Task item → Your task is to print every entry below exactly as given.

Records for this task →
────────────────

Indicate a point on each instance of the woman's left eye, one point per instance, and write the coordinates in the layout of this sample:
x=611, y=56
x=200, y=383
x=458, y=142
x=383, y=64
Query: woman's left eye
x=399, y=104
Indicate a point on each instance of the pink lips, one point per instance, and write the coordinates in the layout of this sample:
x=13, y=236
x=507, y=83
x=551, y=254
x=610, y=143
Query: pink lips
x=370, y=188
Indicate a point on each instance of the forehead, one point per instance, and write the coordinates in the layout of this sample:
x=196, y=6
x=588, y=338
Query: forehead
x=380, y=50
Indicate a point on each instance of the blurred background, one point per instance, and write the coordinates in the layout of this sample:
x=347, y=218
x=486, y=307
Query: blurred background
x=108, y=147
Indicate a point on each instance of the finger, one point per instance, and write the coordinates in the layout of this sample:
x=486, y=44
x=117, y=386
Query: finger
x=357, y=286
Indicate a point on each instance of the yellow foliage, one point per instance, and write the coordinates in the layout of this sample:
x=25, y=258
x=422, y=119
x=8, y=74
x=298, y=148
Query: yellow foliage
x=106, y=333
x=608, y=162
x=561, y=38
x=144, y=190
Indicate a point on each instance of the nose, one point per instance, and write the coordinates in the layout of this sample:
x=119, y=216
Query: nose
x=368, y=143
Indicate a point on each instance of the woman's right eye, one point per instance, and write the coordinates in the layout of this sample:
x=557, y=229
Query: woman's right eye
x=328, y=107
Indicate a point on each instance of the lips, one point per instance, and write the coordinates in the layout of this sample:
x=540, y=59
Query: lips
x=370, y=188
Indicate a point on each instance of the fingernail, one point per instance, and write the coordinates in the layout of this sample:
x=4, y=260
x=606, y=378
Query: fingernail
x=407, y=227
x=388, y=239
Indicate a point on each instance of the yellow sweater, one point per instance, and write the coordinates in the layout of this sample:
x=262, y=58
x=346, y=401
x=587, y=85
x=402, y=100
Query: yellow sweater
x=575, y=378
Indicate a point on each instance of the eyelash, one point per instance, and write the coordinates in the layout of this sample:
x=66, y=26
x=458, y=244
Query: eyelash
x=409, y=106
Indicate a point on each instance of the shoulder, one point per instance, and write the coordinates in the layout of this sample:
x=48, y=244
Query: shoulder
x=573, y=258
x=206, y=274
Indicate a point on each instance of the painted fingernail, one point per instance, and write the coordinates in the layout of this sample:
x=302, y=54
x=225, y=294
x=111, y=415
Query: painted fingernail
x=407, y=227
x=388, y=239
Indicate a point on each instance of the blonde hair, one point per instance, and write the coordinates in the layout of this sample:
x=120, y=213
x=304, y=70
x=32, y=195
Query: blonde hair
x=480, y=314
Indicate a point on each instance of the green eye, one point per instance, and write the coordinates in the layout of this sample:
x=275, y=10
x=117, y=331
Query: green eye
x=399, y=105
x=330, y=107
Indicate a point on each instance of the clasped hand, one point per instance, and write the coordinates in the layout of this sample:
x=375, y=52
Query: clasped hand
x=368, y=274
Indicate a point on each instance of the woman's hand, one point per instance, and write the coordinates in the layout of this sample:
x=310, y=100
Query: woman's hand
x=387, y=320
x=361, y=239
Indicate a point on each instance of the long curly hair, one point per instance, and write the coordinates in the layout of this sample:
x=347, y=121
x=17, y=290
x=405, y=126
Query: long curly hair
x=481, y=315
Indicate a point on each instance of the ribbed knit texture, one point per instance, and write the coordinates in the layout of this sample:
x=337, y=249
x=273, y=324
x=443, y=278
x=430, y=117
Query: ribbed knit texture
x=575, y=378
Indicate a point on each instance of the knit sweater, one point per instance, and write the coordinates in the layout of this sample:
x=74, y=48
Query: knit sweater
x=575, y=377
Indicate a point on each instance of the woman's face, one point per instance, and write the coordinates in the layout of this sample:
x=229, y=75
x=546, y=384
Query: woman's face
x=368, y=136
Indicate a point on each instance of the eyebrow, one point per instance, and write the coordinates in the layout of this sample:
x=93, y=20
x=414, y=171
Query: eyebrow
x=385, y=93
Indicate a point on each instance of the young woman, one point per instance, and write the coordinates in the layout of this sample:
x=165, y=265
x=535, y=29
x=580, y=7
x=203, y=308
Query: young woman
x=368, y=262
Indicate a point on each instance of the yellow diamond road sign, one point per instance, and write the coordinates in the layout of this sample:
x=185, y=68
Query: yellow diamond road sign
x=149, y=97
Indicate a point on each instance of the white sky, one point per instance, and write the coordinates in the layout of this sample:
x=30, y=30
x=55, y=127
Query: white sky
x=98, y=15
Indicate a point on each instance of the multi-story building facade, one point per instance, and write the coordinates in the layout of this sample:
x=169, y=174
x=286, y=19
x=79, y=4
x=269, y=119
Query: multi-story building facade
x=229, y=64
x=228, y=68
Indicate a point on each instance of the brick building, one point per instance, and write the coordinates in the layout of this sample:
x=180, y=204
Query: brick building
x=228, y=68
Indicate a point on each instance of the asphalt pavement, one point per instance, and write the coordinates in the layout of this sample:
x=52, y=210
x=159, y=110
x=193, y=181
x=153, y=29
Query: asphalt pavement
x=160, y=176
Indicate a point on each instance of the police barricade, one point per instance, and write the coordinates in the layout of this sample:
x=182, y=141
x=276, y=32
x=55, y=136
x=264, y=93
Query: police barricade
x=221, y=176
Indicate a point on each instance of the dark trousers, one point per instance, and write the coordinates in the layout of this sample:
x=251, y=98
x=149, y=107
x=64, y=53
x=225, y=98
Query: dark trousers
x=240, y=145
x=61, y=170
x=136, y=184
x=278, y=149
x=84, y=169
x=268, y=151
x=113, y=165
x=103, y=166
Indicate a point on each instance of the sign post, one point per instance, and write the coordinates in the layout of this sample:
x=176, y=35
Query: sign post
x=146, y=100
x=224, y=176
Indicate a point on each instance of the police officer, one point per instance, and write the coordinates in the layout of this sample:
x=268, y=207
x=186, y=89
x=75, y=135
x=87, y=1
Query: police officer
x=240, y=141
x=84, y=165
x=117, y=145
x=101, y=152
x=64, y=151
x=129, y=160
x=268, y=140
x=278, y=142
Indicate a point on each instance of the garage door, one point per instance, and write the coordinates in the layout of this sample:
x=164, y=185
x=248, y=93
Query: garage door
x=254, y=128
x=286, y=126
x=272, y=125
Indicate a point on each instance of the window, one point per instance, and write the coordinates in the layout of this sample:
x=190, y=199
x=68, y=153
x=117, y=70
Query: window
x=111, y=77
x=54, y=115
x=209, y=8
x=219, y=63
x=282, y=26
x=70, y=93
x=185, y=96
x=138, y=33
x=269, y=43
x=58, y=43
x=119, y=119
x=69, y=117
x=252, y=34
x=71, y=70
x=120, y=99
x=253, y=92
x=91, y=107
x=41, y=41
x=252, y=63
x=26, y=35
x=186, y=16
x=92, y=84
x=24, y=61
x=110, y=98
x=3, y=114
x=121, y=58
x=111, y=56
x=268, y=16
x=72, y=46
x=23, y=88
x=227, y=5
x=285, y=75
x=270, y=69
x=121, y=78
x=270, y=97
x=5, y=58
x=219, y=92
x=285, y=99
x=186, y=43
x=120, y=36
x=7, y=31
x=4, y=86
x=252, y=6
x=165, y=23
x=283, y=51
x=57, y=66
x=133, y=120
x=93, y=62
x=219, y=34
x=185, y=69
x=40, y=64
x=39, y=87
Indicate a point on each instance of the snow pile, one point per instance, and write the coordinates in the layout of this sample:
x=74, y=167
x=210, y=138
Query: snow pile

────────────────

Finished exercise →
Indicate a point on each instance of the woman's left eye, one point per instance, and write the coordinates in the layout of this sample:
x=611, y=56
x=200, y=383
x=458, y=142
x=383, y=64
Query: woman's left eye
x=399, y=104
Indicate a point on each instance of the pink lips, one point per instance, and write the coordinates in the layout of this sample:
x=13, y=236
x=507, y=83
x=551, y=254
x=610, y=143
Query: pink lips
x=370, y=188
Indicate a point on each instance of the forehead, one point per instance, and write the coordinates in the layout of this sample:
x=196, y=6
x=588, y=338
Query: forehead
x=380, y=50
Indicate a point on each instance of the blurred background, one point per instance, and write the coordinates in the layout of this sample:
x=347, y=218
x=486, y=307
Query: blurred background
x=108, y=147
Indicate a point on each instance of the finger, one point per instance, and write the coordinates in the layout of this sample:
x=486, y=44
x=117, y=386
Query: finger
x=357, y=286
Indicate a point on each instance of the yellow foliage, one point per instance, and write the coordinates in the layout of this sample:
x=25, y=258
x=422, y=119
x=8, y=74
x=298, y=148
Query: yellow foliage
x=106, y=333
x=608, y=162
x=561, y=38
x=144, y=190
Indicate a point on each instance of the nose, one point per instance, and write the coordinates in the layout of this sample:
x=119, y=216
Query: nose
x=368, y=143
Indicate a point on each instance of the woman's right eye, one point per instance, and write the coordinates in the layout of this sample:
x=557, y=229
Query: woman's right eye
x=328, y=107
Indicate a point on each instance of the lips, one point per instance, and write the coordinates in the layout of this sample:
x=540, y=59
Query: lips
x=370, y=188
Indicate a point on each instance of the fingernail, one point per instance, and write the coordinates in the layout of this sample:
x=4, y=260
x=606, y=378
Query: fingernail
x=407, y=227
x=388, y=239
Indicate a point on each instance of the yellow sweater, one point per instance, and write the coordinates in the layout of this sample:
x=262, y=58
x=346, y=401
x=587, y=85
x=402, y=100
Query: yellow sweater
x=575, y=378
Indicate a point on each instance of the eyelash, one point per instance, and write the coordinates in the layout of this sample:
x=66, y=26
x=458, y=244
Query: eyelash
x=409, y=106
Indicate a point on each instance of the shoulder, one point per instance, and write the coordinates in the layout of this sample:
x=48, y=244
Query: shoulder
x=573, y=258
x=206, y=274
Indicate a point on each instance of the painted fingernail, one point per instance, and write the coordinates in the layout of this sample:
x=302, y=54
x=225, y=294
x=111, y=415
Query: painted fingernail
x=407, y=227
x=388, y=239
Indicate a point on each instance of the blonde hair, one point per instance, and write the coordinates in the layout of this sample:
x=120, y=213
x=304, y=70
x=32, y=195
Query: blonde hair
x=480, y=314
Indicate a point on each instance of the green eye, one point per instance, and write the coordinates in the layout of this sample:
x=275, y=10
x=117, y=331
Query: green eye
x=399, y=105
x=330, y=107
Indicate a point on each instance of the clasped hand, one point per instance, and write the coordinates in the layout of this sample:
x=375, y=52
Query: clasped hand
x=368, y=274
Indicate a point on each instance of the woman's hand, one point per instance, and write the coordinates in the layout of this sample:
x=310, y=100
Query: woman's hand
x=387, y=320
x=361, y=239
Indicate a point on each instance of the long curly hair, one point per instance, and write the coordinates in the layout of this sample:
x=347, y=121
x=17, y=290
x=405, y=126
Query: long curly hair
x=481, y=315
Indicate a point on each instance of the ribbed knit texture, one point per instance, and write the coordinates in the layout of this sample:
x=337, y=249
x=273, y=324
x=443, y=278
x=430, y=117
Query: ribbed knit texture
x=575, y=378
Indicate a point on each instance of the knit sweater, one point per instance, and write the coordinates in the layout of this sample:
x=74, y=48
Query: knit sweater
x=575, y=377
Indicate a point on each instance of the woman's face, one point per instance, and write the coordinates in the layout of this sample:
x=229, y=75
x=546, y=384
Query: woman's face
x=368, y=136
Indicate a point on each instance of the eyebrow, one point per instance, and write the coordinates in the layout of this sample:
x=93, y=20
x=414, y=171
Query: eyebrow
x=385, y=93
Indicate a point on each instance of the young woman, one point per instance, and write the coordinates in the layout of this sample:
x=165, y=265
x=535, y=29
x=580, y=7
x=203, y=308
Query: young woman
x=368, y=262
Indicate a point on each instance of the yellow diamond road sign, one point per instance, and write the coordinates in the layout of this sample:
x=185, y=68
Query: yellow diamond road sign
x=149, y=97
Indicate a point on each instance of the white sky, one point per instance, and write the coordinates in the layout of this sample:
x=30, y=30
x=55, y=127
Query: white sky
x=98, y=15
Indicate a point on each instance of the multi-story building facade, one point per instance, and write the coordinates in the layout of this sample:
x=169, y=174
x=286, y=19
x=79, y=4
x=269, y=119
Query: multi-story building facade
x=229, y=64
x=228, y=68
Indicate a point on each instance of the brick building, one point per instance, and write the coordinates in the layout of this sample:
x=180, y=204
Query: brick building
x=228, y=68
Indicate a point on each instance of the asphalt pavement, one point per instance, and write the coordinates in the layout of this sample:
x=52, y=210
x=159, y=110
x=193, y=181
x=153, y=29
Query: asphalt pavement
x=160, y=176
Indicate a point on each instance of the police barricade, one point per instance, and write the coordinates in the layout of this sample:
x=182, y=141
x=276, y=32
x=55, y=136
x=264, y=93
Query: police barricade
x=221, y=176
Indicate a point on each instance of the dark trousers, one point per instance, and write the coordinates in the layout of this sample:
x=251, y=98
x=149, y=107
x=64, y=53
x=225, y=98
Query: dark trousers
x=240, y=145
x=61, y=170
x=136, y=184
x=278, y=149
x=84, y=169
x=268, y=151
x=113, y=165
x=103, y=166
Indicate a point on each instance of the sign post, one point per instance, and write the coordinates in the layout of this sample:
x=176, y=35
Query: sign post
x=146, y=100
x=224, y=176
Indicate a point on each instance of the police officer, one point per instance, and write the coordinates in the layout of this sample:
x=268, y=207
x=186, y=89
x=75, y=135
x=87, y=1
Query: police officer
x=240, y=141
x=84, y=165
x=117, y=145
x=101, y=152
x=64, y=151
x=129, y=160
x=268, y=140
x=278, y=142
Indicate a point on each instance of the garage door, one point per instance, and write the coordinates in the layout of this sample:
x=164, y=185
x=248, y=93
Query: garage door
x=254, y=128
x=286, y=126
x=272, y=125
Indicate a point on each instance of the window, one point per instance, and write the coordinates in the layout of this sample:
x=190, y=199
x=68, y=153
x=117, y=70
Query: window
x=111, y=77
x=54, y=115
x=209, y=8
x=219, y=63
x=282, y=26
x=70, y=93
x=185, y=96
x=138, y=33
x=269, y=43
x=58, y=43
x=119, y=119
x=69, y=117
x=252, y=34
x=71, y=70
x=120, y=99
x=253, y=92
x=91, y=107
x=41, y=41
x=252, y=63
x=26, y=35
x=186, y=16
x=92, y=84
x=24, y=61
x=110, y=98
x=3, y=114
x=121, y=58
x=111, y=56
x=268, y=16
x=72, y=46
x=23, y=88
x=227, y=5
x=285, y=75
x=270, y=69
x=121, y=78
x=270, y=97
x=5, y=58
x=219, y=92
x=285, y=99
x=186, y=43
x=120, y=36
x=7, y=31
x=4, y=86
x=252, y=6
x=165, y=23
x=283, y=51
x=57, y=66
x=133, y=120
x=93, y=62
x=219, y=34
x=185, y=69
x=40, y=64
x=39, y=87
Indicate a point on each instance of the snow pile, one point per instance, and write the coordinates in the layout of this sample:
x=74, y=167
x=210, y=138
Query: snow pile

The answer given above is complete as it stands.